• Task goal: Copy every line of the material below word for word, leaving nothing out and changing nothing.

=-=-=

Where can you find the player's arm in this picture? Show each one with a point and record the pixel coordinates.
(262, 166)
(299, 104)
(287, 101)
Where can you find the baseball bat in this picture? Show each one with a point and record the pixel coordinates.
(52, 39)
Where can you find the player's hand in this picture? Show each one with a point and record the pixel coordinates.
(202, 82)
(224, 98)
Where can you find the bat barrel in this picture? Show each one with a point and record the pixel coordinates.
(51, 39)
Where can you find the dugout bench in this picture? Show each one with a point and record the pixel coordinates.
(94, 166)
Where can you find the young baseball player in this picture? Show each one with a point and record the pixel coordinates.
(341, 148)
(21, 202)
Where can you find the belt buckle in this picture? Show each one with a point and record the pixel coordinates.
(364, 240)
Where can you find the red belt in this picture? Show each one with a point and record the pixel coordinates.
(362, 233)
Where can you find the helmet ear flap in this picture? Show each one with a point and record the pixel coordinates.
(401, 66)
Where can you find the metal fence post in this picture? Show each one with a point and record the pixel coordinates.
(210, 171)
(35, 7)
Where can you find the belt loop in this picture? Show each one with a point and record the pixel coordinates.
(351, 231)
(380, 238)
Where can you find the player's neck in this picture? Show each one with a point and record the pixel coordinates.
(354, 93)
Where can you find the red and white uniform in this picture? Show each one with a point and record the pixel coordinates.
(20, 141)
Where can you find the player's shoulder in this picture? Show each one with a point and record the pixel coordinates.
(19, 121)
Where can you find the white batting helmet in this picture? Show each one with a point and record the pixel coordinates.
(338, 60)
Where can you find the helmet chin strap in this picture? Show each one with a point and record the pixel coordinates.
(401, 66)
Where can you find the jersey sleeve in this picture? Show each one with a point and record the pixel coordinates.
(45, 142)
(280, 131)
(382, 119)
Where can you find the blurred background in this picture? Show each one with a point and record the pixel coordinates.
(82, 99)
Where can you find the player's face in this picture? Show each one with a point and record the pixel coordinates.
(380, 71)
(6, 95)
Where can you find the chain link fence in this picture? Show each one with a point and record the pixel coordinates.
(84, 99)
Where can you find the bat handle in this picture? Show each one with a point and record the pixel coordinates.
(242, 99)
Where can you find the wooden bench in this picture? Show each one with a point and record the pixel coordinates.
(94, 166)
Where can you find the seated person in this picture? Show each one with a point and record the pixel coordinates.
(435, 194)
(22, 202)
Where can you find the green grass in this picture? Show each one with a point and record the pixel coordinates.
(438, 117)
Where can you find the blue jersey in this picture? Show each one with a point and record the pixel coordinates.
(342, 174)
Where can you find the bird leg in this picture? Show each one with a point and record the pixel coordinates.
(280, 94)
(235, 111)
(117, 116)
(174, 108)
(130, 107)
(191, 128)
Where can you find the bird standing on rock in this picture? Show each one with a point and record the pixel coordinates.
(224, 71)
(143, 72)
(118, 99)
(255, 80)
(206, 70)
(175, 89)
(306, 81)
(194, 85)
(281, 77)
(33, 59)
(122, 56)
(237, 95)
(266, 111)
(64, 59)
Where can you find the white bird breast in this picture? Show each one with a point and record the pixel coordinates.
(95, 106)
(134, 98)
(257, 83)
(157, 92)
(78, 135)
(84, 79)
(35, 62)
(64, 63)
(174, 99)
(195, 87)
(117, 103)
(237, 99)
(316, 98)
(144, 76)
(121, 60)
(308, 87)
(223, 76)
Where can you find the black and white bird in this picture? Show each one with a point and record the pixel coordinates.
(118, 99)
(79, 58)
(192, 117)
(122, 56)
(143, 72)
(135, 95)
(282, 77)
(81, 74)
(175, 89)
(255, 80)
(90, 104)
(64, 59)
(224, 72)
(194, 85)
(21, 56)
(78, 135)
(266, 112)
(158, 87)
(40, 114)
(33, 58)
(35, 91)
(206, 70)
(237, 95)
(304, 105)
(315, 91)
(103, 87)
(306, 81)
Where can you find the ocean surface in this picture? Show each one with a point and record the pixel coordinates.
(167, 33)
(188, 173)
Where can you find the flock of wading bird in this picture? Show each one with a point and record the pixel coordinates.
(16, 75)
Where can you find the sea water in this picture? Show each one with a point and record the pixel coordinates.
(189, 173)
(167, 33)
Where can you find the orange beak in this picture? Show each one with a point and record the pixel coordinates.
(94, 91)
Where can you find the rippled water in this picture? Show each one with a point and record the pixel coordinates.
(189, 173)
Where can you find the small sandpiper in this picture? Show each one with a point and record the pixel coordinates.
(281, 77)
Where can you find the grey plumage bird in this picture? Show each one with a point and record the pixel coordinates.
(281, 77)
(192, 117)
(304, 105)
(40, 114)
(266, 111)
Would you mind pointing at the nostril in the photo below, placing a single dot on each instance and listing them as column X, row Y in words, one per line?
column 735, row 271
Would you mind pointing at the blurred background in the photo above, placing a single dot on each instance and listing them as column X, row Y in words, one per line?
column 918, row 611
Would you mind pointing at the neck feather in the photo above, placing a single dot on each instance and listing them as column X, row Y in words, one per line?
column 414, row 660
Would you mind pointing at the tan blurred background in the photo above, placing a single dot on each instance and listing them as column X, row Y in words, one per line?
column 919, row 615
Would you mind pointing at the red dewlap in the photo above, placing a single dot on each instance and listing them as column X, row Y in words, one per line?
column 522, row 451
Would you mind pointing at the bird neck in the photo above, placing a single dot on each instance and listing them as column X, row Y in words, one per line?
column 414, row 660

=-=-=

• Solution for this problem:
Where can you find the player's arm in this picture? Show each one with a point and record the pixel coordinates.
(262, 166)
(299, 104)
(287, 101)
Where can you find the baseball bat in this picture? Show each one with a point and record the pixel coordinates.
(52, 39)
Where can you find the player's hand in this picture? Show each one with a point and record the pixel coordinates.
(202, 82)
(224, 98)
Where can you find the bat barrel in this picture? Show each one with a point and record the pixel coordinates.
(51, 39)
Where can you find the dugout bench in this picture? Show each one with a point and record the pixel coordinates.
(94, 166)
Where can you find the young baseball player in this picture? Show each one with a point and record the pixel coordinates.
(341, 148)
(21, 202)
Where can you find the belt buckle in this picture? Show each one with a point and record the pixel coordinates.
(364, 240)
Where can you find the red belt in this picture? Show each one with a point and record the pixel coordinates.
(362, 233)
Where can you find the helmet ear flap in this picture? Show each one with a point and record the pixel coordinates.
(401, 66)
Where can you find the metal fence post in this picture? Show each one with a point and record the pixel coordinates.
(210, 171)
(35, 7)
Where can you find the belt loop in this picture? Show each one with a point and record the pixel coordinates.
(351, 231)
(380, 238)
Where can you find the player's neck in this picture? Show each one with a point and record the pixel coordinates.
(354, 93)
Where can you find the red and white uniform in this picture? Show each one with a point and record the pixel coordinates.
(20, 141)
Where can you find the player's shoulder in this picture? Show each one with a point and record the pixel coordinates.
(19, 121)
Where can you find the white batting helmet in this picture? Show each one with a point and record the pixel coordinates.
(338, 60)
Where can you find the helmet chin strap in this picture? Show each one with a point and record the pixel coordinates.
(401, 66)
Where can you find the jersey sleeve in this picture? Show each one with a point and record the pixel coordinates.
(45, 142)
(280, 131)
(382, 119)
Where can you find the blurred background in this picture? Show each one with a point and record the pixel coordinates.
(82, 99)
Where can you find the player's face in this picture? Show each one with a point and record the pixel coordinates.
(380, 71)
(6, 95)
Where can you find the chain link fence in this picture? Show each one with a point and record the pixel coordinates.
(84, 99)
Where can you find the bat handle in this picture? Show each one with a point and record the pixel coordinates.
(242, 99)
Where can you find the wooden bench in this picture? Show each one with a point and record the pixel coordinates.
(94, 166)
Where can you find the seated person in this picture? Show each one with a point and record the pixel coordinates.
(435, 194)
(22, 202)
Where can you find the green grass in this picture? Show each one with a point and record the pixel coordinates.
(438, 117)
Where can you find the blue jersey in this picture? Show each one with a point and record the pixel coordinates.
(342, 174)
Where can you find the bird leg in this picture? Show each one with a point and record the pixel coordinates.
(280, 94)
(235, 111)
(117, 116)
(174, 108)
(130, 107)
(191, 128)
Where can you find the bird standing on rock in this picture? Show each one with a point and record the pixel coordinates.
(224, 71)
(143, 72)
(118, 99)
(255, 80)
(206, 70)
(175, 89)
(306, 81)
(194, 85)
(281, 77)
(33, 59)
(122, 56)
(237, 95)
(266, 111)
(64, 59)
Where can you find the white bird breast in this picture? Show each one with a point and record the pixel coordinates.
(95, 106)
(134, 98)
(257, 83)
(157, 92)
(78, 135)
(84, 79)
(35, 62)
(64, 63)
(174, 99)
(195, 87)
(117, 103)
(237, 99)
(316, 98)
(144, 76)
(121, 60)
(308, 87)
(223, 76)
Where can you find the black and white bird in this picture? Show each one with a point and record the pixel coordinates.
(118, 99)
(79, 58)
(192, 117)
(122, 56)
(143, 72)
(135, 95)
(282, 77)
(81, 74)
(175, 89)
(255, 80)
(90, 104)
(64, 59)
(224, 72)
(194, 85)
(21, 56)
(78, 135)
(266, 112)
(158, 87)
(40, 114)
(33, 58)
(35, 91)
(206, 70)
(237, 95)
(304, 105)
(315, 91)
(103, 87)
(306, 81)
Where can you find the ocean surface in this picture? Show each one with a point and record the pixel coordinates.
(167, 33)
(188, 173)
Where can you find the flock of wading bird in this picture? Show each one with a point and record the pixel coordinates.
(16, 75)
Where can you find the sea water in this picture? Show each one with a point and record the pixel coordinates.
(189, 173)
(167, 33)
Where can you find the orange beak in this picture? Show each one with a point and record the pixel coordinates.
(94, 91)
Where can you find the rippled water in this picture? Show each one with a point and record the pixel coordinates.
(189, 173)
Where can you find the small sandpiper in this picture? Show each one with a point and record the pixel coordinates.
(281, 77)
Where can you find the grey plumage bird in this picture? Show each one with a point and record the pixel coordinates.
(281, 77)
(192, 117)
(304, 105)
(40, 114)
(266, 111)
Would you mind pointing at the nostril in the photo below, placing a single dot on each instance and listing them as column X, row Y in words, one per line?
column 735, row 271
Would you mind pointing at the blurred background in the photo above, placing a single dot on each instance and listing them as column X, row Y in words, one per line?
column 918, row 611
Would you mind pointing at the neck feather in the photo above, placing a single dot on each instance and listing them as column X, row Y in words, one per line?
column 414, row 660
Would you mind pointing at the tan blurred background in the photo above, placing a single dot on each instance and listing them as column X, row Y in words, one per line?
column 919, row 615
Would you mind pointing at the red dewlap in the photo above, placing a single dot on each instance and listing them as column X, row Y in words, one per line?
column 522, row 451
Would you mind pointing at the bird neck in the photo above, placing a single dot on each instance and listing them as column X, row Y in words, one per line?
column 414, row 660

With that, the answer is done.